[DIRECTION]: Reproduce all the entries exactly.

[DATA FOR THE TASK]:
____________________

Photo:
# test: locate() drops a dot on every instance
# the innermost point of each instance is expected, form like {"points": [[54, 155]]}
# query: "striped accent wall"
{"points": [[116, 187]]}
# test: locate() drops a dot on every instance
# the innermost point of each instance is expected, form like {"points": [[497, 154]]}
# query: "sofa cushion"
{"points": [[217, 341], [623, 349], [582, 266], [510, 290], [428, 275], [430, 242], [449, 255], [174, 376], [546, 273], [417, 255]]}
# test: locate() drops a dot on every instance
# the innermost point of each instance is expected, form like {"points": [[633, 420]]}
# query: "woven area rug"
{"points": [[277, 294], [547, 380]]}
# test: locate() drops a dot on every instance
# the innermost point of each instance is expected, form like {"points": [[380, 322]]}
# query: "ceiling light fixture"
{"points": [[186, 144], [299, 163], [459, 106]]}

____________________

[TASK ANSWER]:
Photo:
# test: locate() drops a dot on every instance
# the innermost point of each instance is expected, form like {"points": [[54, 155]]}
# query: "striped accent wall"
{"points": [[116, 187]]}
# test: locate() drops a dot on every instance
# the innermost point of each instance is expected, form like {"points": [[497, 154]]}
# query: "sofa cushion"
{"points": [[217, 341], [623, 349], [582, 266], [510, 290], [428, 275], [430, 242], [449, 255], [174, 376], [546, 273], [417, 255]]}
# test: locate() drops a dot on every instance
# the innermost point of each instance is expected, form like {"points": [[633, 420]]}
# query: "woven area rug"
{"points": [[277, 294], [547, 380]]}
# test: locate() drops a dot on every instance
# the innermost point of each instance is expected, form like {"points": [[380, 322]]}
# query: "ceiling light fixture"
{"points": [[186, 144], [299, 163], [459, 106]]}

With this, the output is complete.